• Given task: Collect every line of the items below that contains the word "chair". Copy each such line as it appears.

____________________

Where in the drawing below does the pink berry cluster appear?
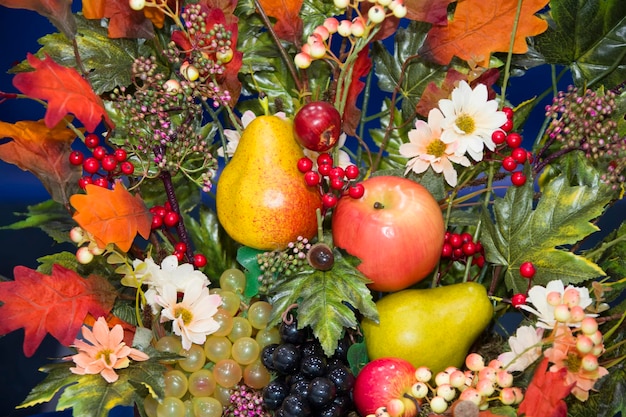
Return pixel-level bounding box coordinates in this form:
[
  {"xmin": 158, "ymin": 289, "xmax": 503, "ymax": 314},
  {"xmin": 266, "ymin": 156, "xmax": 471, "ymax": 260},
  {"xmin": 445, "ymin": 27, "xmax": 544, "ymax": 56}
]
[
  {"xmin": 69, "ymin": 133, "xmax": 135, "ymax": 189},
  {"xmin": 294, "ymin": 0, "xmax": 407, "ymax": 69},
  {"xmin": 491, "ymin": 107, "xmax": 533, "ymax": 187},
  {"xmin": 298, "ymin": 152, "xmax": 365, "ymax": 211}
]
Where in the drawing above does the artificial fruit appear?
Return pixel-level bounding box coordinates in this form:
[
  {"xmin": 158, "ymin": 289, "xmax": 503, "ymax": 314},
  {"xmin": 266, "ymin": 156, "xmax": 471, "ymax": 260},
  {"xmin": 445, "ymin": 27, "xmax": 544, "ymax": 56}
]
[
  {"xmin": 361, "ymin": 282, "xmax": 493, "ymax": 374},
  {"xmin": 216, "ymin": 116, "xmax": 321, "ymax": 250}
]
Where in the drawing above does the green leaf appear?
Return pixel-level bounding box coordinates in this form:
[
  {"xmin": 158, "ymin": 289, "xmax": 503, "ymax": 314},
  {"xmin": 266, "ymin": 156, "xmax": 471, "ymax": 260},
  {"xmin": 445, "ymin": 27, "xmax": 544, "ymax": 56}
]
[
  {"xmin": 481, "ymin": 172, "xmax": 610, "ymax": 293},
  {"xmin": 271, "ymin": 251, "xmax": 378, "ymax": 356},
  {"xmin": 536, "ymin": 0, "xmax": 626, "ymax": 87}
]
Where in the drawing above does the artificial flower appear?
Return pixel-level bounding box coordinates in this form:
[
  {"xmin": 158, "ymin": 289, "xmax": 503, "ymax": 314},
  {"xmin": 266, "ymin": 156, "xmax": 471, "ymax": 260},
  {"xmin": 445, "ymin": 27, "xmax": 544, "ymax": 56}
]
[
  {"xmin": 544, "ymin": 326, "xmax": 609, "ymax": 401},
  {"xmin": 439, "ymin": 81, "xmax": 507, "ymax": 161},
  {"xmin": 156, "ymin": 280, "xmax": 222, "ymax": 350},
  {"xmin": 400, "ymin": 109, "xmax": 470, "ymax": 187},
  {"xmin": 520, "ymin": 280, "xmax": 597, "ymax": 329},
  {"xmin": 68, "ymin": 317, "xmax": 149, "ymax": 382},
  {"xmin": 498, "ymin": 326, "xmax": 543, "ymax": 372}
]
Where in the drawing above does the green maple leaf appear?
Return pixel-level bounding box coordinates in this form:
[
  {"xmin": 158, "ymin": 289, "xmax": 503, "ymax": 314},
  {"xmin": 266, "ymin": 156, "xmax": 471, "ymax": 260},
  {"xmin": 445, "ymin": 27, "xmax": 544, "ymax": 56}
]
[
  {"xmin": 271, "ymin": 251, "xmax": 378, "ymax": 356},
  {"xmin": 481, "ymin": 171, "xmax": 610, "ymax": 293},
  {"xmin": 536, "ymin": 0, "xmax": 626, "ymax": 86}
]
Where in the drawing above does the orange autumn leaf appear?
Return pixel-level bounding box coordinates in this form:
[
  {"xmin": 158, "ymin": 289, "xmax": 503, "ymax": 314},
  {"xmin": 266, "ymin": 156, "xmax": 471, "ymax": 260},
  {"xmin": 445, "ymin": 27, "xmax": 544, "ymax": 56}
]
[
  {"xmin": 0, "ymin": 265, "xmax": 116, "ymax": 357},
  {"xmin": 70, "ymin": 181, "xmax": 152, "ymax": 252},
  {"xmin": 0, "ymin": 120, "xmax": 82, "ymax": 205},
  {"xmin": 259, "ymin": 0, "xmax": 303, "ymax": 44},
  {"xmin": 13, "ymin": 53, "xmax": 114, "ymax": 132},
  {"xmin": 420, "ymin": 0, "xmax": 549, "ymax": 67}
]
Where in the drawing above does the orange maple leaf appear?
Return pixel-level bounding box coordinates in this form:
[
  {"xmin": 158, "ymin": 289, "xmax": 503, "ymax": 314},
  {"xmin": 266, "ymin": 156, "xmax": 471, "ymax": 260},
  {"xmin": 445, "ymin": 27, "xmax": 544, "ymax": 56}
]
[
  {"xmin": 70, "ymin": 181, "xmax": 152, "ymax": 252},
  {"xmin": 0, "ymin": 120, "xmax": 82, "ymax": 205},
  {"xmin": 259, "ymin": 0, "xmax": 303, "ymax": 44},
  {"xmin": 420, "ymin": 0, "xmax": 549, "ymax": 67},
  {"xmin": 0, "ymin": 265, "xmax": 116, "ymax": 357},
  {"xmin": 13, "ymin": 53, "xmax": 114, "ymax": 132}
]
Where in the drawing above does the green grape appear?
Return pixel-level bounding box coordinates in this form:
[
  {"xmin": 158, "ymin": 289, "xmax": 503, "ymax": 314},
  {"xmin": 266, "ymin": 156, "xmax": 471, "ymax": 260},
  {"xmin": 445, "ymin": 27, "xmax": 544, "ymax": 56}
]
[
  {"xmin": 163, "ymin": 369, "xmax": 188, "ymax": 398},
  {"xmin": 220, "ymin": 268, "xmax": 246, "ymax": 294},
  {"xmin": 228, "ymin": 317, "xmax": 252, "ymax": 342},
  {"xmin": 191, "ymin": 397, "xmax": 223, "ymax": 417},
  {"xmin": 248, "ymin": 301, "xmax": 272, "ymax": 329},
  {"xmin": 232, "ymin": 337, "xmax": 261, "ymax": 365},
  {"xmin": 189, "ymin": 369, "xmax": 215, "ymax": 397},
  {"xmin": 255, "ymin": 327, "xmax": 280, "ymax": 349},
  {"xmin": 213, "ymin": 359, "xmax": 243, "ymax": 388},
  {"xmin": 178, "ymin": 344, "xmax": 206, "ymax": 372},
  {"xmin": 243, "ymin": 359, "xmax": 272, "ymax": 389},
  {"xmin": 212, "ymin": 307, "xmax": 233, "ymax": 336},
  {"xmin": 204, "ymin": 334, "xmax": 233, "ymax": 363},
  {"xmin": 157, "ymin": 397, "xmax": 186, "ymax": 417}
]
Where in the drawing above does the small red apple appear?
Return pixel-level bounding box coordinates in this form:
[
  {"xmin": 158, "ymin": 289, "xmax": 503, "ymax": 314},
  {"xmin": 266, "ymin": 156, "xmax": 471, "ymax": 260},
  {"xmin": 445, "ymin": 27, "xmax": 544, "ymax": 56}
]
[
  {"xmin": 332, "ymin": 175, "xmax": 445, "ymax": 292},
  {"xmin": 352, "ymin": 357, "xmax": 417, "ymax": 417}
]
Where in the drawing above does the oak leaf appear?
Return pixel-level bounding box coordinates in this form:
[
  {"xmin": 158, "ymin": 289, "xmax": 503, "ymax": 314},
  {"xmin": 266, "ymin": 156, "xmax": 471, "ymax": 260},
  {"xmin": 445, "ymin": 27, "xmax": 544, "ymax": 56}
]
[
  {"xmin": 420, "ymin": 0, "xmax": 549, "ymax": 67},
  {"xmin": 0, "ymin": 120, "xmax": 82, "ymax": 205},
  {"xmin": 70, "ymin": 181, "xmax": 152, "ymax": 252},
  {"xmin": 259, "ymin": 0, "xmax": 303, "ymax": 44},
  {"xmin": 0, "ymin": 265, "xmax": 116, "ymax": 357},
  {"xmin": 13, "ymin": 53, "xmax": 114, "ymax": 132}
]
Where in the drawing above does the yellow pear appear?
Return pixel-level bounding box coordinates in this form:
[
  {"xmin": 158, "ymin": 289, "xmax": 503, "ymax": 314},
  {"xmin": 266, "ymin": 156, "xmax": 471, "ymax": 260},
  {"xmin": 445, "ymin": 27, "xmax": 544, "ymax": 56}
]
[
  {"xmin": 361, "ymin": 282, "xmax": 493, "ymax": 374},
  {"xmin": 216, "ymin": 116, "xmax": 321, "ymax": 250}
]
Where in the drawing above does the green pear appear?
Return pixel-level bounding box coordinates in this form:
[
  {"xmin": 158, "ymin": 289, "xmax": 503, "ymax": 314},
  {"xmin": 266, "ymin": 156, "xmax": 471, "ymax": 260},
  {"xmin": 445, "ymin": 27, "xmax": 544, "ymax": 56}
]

____________________

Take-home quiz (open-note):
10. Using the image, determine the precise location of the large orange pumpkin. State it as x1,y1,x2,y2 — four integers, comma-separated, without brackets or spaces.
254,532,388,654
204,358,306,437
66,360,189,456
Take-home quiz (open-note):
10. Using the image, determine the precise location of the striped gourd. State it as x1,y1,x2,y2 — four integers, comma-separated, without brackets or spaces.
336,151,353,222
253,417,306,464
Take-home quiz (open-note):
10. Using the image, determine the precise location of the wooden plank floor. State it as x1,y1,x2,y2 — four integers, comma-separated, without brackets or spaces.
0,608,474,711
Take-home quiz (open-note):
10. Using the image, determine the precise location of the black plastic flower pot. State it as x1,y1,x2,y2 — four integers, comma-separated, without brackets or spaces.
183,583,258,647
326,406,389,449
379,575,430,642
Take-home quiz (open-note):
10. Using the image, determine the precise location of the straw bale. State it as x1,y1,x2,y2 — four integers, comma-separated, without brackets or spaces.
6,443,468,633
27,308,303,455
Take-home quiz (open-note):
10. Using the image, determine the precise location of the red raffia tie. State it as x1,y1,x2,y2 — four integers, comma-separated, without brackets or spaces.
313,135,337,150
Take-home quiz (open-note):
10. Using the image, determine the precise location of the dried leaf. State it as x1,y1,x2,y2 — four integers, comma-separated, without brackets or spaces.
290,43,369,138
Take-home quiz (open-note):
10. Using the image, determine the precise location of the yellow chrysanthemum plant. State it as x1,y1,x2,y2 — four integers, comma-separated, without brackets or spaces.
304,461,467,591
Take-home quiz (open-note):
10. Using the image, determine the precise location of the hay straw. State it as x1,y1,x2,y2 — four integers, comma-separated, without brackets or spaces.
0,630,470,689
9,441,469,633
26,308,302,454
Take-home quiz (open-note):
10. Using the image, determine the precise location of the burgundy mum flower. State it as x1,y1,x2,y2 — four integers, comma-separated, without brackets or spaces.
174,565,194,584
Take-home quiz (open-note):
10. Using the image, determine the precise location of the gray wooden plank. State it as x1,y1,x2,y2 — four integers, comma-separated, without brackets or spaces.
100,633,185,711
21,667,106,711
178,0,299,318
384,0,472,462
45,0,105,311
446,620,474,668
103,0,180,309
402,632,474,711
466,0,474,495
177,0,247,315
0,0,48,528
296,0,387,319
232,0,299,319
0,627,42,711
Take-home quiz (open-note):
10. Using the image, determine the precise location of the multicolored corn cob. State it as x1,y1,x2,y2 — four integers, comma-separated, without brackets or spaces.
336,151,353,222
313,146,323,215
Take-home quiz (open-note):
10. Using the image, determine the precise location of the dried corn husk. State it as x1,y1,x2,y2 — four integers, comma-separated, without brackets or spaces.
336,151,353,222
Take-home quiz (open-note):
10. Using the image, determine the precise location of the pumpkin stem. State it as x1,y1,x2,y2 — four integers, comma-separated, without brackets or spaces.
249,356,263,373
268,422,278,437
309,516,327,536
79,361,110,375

____________________

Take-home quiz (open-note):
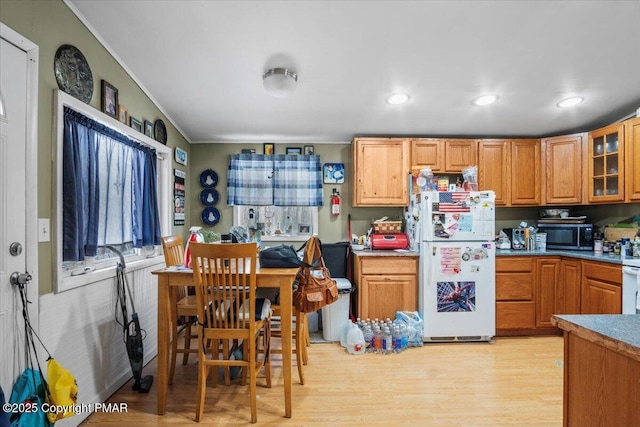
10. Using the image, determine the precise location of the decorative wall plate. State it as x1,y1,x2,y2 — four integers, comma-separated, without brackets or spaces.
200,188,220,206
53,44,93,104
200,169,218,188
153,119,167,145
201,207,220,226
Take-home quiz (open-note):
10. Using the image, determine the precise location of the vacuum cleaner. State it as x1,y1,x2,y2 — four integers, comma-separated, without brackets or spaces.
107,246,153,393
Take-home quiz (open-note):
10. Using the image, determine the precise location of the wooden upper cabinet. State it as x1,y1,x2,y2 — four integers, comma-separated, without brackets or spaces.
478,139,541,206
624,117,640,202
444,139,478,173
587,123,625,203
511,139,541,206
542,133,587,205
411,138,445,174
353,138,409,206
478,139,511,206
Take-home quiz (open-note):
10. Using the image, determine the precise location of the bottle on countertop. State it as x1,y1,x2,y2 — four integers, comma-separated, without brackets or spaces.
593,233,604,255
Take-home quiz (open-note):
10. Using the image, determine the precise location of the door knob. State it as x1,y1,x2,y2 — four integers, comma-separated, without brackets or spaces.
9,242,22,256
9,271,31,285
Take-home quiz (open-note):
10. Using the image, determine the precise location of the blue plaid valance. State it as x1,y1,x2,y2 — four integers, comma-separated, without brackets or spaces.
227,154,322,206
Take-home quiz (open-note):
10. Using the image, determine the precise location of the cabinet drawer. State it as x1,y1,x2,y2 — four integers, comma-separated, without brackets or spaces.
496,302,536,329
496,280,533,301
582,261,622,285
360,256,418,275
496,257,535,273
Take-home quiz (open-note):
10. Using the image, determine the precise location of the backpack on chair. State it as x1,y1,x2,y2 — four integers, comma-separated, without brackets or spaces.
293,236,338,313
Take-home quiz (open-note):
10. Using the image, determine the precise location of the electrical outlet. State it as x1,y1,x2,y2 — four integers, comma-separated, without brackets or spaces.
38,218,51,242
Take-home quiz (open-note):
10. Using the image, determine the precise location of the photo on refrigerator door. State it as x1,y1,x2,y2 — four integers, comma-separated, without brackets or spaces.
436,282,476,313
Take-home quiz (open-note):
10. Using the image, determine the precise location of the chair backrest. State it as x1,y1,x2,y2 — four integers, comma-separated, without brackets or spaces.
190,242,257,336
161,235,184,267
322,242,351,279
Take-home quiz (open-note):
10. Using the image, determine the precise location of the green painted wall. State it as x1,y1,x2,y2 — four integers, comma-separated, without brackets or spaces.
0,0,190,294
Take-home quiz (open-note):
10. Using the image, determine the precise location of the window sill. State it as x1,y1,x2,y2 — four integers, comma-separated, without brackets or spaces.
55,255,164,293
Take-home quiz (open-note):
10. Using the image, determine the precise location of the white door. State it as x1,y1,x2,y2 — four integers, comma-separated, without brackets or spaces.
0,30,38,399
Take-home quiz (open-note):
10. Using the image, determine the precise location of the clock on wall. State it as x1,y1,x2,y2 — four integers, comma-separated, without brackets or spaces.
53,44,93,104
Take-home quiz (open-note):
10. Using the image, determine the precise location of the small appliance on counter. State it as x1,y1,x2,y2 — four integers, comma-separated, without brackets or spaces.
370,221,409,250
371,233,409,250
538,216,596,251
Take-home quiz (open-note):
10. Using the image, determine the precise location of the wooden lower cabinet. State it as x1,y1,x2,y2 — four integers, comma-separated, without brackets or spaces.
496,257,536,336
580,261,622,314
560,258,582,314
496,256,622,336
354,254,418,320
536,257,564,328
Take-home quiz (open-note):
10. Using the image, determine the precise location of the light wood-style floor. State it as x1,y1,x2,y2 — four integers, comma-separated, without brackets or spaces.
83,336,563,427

____________________

• Written response:
10. Using the image, determine the precise location of the backpack on chair. State it as x1,y1,x2,y2 — four integers, comma-separated, without brackets or spaces.
10. Using the image, determine the precise location of the chair backrest. State it as x1,y1,x2,y2 — four integers, comma-separated, without brackets or spaces.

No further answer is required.